* _Task goal_
Continue the article on fifty years of Earth Day from its last sentence.

___ Supplied passage ___

50 years of Earth Days: Legacy and Lessons of “going green”

written by: Kelley V Phillips, Outreach Coordinator

“Our goal is an environment of decency, quality and mutual respect for human beings and all other creatures.” This quote from Senator Gaylord Nelson in 1970 is as visionary today as it was then. April 22 marks the 50th anniversary of Earth Day, an environmental movement that has mobilized 1 billion people across the world. Earth Day Network estimates it is the largest secular civic event worldwide. The key to unprecedented success is collaboration towards a single goal: transformative change for people and the planet.

With the 1962 publishing of “Silent Spring” by Rachel Carson, environmental concern was thrust into the forefront of the country’s political agenda. Energy from civic activism created worry and outrage over environmental protection and access to clean air and water. Though Senator Nelson’s idea of Earth Day started modestly, the first event sparked a growing movement over the next 50 years.

In bi-partisan partnership with Congressman Pete McKloski of California, Nelson mobilized a small group of politicians to rethink environmental legislative policies after a shocking tour of an oil spill in 1969. Soon after, Nelson rallied to the idea of a national environmental “teach-in.” He hired Denis Hayes, a 25-year old Harvard graduate, to coordinate the campaign. Activating college students’ energy for advocacy and discussion, April 22 was selected because it fell between Spring Break and final exams.

On April 22, 1970, 20 million people–10 percent of the U.S. population at the time–engaged in demonstrations, protests, and lectures. Turnout was beyond what the organizers ever imagined. Individuals across diverse demographics of age, race, urban/rural locations, political, and socioeconomic backgrounds participated. Organizations that dedicated their efforts to specific causes like pollution, pesticides, and wildlife extinction had exponential impact by collaborating with each other. Earth Day institutionalized environmental values and is widely recognized as the birth of the environmental movement. It is credited with the rapid establishment of the Environmental Protection Agency (1970) and passage of the Clean Air Act (1970), Clean Water Act (1972), Marine Mammal Protection Act (1972).

___ Supplied data ___

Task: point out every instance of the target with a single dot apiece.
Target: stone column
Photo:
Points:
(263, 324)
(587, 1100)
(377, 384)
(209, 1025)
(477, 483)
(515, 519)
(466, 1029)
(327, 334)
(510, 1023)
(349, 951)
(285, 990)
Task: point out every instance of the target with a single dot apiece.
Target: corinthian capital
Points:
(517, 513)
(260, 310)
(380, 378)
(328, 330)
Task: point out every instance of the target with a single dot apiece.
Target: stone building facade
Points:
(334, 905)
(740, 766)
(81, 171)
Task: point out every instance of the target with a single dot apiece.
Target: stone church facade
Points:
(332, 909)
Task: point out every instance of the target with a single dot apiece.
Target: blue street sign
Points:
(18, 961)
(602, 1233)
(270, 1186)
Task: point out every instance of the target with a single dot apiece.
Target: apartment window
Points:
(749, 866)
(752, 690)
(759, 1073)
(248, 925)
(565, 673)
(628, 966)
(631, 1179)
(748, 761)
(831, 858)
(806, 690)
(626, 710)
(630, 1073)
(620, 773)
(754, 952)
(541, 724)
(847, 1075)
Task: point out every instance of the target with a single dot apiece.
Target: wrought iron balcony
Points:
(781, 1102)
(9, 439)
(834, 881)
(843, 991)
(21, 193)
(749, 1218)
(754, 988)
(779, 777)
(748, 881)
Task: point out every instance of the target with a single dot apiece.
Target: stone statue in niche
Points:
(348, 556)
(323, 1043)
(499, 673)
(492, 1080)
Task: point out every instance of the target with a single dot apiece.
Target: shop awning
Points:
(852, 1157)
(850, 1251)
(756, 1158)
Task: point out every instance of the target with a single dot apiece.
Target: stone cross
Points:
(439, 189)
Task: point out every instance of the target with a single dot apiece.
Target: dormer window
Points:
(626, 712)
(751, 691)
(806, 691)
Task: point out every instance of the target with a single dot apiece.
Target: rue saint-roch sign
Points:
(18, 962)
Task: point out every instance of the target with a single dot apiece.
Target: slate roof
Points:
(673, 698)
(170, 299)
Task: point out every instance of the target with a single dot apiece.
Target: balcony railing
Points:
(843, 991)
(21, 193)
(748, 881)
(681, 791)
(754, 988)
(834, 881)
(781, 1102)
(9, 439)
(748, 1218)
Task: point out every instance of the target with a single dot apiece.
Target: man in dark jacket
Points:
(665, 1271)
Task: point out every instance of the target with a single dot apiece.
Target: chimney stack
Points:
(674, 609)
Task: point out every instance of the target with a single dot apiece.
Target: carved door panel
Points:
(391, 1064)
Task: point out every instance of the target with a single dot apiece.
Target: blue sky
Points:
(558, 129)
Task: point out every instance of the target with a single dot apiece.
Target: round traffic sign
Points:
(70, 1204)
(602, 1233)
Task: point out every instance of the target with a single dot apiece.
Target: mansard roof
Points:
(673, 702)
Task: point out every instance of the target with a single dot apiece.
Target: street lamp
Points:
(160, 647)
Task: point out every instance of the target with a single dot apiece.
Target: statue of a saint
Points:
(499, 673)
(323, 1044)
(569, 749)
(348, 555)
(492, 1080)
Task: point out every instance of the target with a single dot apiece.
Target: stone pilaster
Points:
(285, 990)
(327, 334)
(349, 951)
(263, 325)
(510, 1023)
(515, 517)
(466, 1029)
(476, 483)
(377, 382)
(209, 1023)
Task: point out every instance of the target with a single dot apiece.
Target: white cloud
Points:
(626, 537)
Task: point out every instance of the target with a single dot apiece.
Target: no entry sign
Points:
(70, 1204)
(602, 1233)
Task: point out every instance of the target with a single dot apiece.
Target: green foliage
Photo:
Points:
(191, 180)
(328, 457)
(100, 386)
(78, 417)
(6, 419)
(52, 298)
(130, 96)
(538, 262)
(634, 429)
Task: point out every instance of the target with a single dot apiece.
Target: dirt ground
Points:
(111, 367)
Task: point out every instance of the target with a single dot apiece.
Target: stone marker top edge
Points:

___

* _Response to this exercise_
Over the last 50 years, concern for a deteriorating environment has manifested in national and international policies and practices. The Safe Water Drinking Act, passed in 1974, created regulatory standards for 90 contaminants. In 1980, more than 100 million acres of wilderness were preserved after Congress passed the Alaska National Interest Lands Conservation Act. The Montreal Protocol, signed in 1987 by many world nations, outlawed a series of chemicals that had been destroying the Earth’s protective ozone. Helping galvanize a revolution in environmentally-friendly design, the U.S. Green Building Council was founded in 1993. Five years later in 1997, the Kyoto Protocol was adopted by the United Nations, committing industrialized countries to reduce greenhouse gas emissions. In 2007, cars became more fuel efficient with the Energy Independence and Security Act. And in 2016, the United Nations chose April 22, Earth Day, to sign the Paris climate agreement.

Though celebrated globally since 1990, the values of Earth Day remain applicable to the environment and ecosystems on a local level. Red-tail Land Conservancy’s stewardship objectives incorporate two major themes to mitigate the effects of warmer, wetter seasons. The first is removing invasive plants as their geographical range and ability to out-compete native plants is rising. Equally important is planting trees which improve woodland diversity and reduce stream erosion. The underlying concept of these two ideas is protecting and restoring corridors between vulnerable habitats, a vital feature as wildlife move in response to changing ecosystems.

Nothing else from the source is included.